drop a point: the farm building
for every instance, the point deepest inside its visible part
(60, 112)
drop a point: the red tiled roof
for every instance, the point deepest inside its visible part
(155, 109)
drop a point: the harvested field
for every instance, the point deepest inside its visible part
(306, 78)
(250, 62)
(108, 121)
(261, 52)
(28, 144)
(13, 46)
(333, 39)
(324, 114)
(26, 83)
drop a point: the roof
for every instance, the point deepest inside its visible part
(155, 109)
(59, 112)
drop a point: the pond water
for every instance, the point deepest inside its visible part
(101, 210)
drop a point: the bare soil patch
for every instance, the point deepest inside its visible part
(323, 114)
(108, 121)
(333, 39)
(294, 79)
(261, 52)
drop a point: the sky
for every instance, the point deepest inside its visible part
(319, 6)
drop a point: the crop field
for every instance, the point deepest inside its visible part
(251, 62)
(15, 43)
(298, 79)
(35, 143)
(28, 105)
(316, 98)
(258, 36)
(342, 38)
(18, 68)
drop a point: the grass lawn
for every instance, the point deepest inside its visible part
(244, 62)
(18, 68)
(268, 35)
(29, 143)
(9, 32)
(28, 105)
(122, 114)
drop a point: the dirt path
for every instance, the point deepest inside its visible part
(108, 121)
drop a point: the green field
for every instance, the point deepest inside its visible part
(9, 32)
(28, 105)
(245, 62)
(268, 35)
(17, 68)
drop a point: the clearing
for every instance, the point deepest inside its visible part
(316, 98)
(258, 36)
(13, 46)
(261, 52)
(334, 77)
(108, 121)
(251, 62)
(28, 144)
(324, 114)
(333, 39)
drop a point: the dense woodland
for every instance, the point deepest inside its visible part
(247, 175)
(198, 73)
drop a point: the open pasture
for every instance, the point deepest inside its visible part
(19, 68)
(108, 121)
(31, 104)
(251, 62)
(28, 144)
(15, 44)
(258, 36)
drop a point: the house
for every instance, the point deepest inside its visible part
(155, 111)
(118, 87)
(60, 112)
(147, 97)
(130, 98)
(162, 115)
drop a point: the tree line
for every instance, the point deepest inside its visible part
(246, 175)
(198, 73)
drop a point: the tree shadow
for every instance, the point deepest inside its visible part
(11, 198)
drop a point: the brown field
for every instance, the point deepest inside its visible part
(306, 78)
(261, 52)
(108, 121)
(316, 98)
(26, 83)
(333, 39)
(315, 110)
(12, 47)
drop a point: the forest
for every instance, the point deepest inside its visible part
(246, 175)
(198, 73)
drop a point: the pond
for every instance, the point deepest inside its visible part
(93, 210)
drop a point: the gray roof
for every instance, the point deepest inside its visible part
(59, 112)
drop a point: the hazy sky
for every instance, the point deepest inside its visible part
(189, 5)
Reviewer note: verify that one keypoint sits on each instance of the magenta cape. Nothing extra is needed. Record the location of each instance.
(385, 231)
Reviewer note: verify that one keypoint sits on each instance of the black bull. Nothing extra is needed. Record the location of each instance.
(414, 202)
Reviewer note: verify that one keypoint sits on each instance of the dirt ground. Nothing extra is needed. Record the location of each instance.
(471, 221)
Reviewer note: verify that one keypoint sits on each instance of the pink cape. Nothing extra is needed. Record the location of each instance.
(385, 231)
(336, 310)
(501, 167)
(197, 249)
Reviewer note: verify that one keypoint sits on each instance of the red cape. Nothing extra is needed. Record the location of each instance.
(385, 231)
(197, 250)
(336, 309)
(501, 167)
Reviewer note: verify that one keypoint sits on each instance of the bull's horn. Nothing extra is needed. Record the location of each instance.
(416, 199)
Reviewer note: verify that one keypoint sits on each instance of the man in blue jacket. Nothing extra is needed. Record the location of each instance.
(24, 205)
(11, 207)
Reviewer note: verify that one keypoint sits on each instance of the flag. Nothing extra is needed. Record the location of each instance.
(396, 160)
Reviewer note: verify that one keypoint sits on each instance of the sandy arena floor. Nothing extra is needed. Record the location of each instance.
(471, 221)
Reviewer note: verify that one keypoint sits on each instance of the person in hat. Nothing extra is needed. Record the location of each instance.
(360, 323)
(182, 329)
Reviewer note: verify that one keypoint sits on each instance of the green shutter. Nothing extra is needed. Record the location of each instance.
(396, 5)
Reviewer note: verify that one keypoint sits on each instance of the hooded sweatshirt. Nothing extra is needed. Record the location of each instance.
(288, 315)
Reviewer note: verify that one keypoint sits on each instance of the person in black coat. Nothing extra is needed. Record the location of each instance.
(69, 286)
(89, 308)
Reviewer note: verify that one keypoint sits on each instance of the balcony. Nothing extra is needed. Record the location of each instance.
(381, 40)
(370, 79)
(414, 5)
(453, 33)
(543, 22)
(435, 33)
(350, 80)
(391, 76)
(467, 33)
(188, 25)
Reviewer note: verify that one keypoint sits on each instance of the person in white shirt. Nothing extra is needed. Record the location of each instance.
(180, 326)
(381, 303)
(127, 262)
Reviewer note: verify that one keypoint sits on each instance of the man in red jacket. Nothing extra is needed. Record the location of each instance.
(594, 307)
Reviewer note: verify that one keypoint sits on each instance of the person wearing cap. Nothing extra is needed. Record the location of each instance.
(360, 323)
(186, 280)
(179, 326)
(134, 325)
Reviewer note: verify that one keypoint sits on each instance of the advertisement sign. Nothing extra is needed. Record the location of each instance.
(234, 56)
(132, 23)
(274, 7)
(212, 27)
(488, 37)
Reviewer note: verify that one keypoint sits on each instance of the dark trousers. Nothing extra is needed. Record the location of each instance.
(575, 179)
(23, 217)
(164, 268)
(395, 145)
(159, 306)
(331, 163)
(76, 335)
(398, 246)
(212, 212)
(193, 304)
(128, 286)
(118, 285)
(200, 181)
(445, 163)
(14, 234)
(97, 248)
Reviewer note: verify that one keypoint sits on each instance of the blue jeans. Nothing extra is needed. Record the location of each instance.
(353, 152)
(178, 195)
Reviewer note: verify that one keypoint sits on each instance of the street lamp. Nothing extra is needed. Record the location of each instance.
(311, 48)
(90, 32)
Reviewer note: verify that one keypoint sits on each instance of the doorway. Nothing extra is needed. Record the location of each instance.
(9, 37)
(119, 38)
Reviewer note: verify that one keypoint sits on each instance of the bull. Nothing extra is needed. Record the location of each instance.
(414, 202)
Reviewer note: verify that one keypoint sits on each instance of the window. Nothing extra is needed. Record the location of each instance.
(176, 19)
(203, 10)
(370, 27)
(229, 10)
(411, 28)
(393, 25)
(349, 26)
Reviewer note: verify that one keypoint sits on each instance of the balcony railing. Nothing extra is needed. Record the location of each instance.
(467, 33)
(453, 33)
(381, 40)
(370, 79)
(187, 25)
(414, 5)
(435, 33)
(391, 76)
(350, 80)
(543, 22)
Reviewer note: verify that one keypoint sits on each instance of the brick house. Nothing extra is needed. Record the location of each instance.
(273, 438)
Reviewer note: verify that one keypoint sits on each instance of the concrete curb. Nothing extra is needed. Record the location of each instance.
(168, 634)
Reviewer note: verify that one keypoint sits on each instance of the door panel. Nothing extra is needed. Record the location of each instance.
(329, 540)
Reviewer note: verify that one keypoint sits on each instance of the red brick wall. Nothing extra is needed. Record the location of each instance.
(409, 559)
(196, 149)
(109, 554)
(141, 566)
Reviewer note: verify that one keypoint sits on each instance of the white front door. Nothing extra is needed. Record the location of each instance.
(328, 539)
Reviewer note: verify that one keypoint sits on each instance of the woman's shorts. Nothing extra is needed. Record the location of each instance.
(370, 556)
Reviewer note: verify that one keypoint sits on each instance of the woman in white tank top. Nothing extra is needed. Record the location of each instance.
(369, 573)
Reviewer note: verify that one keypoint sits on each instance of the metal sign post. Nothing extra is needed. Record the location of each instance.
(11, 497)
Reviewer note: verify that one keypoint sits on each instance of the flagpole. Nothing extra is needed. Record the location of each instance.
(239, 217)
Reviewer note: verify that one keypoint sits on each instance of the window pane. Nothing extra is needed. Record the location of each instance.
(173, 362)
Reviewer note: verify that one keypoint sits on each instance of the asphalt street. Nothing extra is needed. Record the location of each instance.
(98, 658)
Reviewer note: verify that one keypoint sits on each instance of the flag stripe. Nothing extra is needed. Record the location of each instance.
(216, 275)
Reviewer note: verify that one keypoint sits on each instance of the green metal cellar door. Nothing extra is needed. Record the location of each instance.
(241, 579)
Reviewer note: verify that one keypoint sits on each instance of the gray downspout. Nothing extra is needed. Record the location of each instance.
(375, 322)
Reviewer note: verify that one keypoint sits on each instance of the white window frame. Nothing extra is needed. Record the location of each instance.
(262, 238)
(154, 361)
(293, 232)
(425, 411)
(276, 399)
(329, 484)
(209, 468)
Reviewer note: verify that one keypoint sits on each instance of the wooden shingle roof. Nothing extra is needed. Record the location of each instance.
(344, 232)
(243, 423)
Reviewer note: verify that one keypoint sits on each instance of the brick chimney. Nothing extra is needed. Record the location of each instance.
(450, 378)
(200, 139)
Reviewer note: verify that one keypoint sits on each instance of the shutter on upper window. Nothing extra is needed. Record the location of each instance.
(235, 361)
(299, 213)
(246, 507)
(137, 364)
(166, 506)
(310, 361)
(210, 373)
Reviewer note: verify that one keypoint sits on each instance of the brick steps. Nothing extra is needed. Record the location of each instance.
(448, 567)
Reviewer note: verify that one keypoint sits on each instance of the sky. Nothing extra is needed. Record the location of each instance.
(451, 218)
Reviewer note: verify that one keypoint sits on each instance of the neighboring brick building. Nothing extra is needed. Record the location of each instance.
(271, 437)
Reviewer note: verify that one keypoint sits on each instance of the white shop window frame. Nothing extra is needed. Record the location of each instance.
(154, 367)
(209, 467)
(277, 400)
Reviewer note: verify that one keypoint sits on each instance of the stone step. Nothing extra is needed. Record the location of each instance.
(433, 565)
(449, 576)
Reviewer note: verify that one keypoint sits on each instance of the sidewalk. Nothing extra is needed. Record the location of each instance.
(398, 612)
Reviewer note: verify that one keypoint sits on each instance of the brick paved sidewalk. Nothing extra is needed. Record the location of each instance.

------------------------------------------------------------------------

## ABOUT THIS EXERCISE
From the material above, return every line that contains "pond".

## PROBLEM SOLUTION
drop a point: the pond water
drop a point: the pond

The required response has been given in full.